** WORK TO BE COMPLETED **
How many lines in the listing below contain the string "positive"? Case counts. Reply with the number only.

BEGIN DATA FOR REVIEW

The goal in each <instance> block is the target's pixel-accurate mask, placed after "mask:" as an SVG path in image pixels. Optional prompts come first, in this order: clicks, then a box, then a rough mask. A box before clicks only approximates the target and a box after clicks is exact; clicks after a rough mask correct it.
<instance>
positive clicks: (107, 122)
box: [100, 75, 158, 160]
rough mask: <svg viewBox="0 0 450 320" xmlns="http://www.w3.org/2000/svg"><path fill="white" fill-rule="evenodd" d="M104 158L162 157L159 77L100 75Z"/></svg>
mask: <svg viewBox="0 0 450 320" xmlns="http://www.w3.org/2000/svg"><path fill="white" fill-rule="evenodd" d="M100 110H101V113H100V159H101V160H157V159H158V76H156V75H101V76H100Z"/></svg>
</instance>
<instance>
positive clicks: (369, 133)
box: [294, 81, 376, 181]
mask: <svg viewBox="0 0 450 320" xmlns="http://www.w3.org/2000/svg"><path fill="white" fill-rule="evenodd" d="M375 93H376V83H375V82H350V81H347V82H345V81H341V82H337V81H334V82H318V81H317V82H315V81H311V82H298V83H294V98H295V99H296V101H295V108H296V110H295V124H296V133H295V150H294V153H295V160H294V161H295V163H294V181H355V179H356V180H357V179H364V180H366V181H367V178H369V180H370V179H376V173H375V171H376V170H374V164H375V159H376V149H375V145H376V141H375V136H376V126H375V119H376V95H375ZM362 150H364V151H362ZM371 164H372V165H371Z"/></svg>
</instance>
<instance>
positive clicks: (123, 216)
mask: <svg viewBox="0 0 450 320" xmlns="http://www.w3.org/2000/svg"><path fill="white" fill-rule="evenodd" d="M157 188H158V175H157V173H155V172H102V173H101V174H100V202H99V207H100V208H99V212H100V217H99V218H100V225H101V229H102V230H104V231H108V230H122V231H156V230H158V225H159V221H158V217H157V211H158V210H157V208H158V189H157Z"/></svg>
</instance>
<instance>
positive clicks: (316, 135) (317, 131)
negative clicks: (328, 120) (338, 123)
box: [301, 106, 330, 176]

END DATA FOR REVIEW

** TASK RESPONSE **
4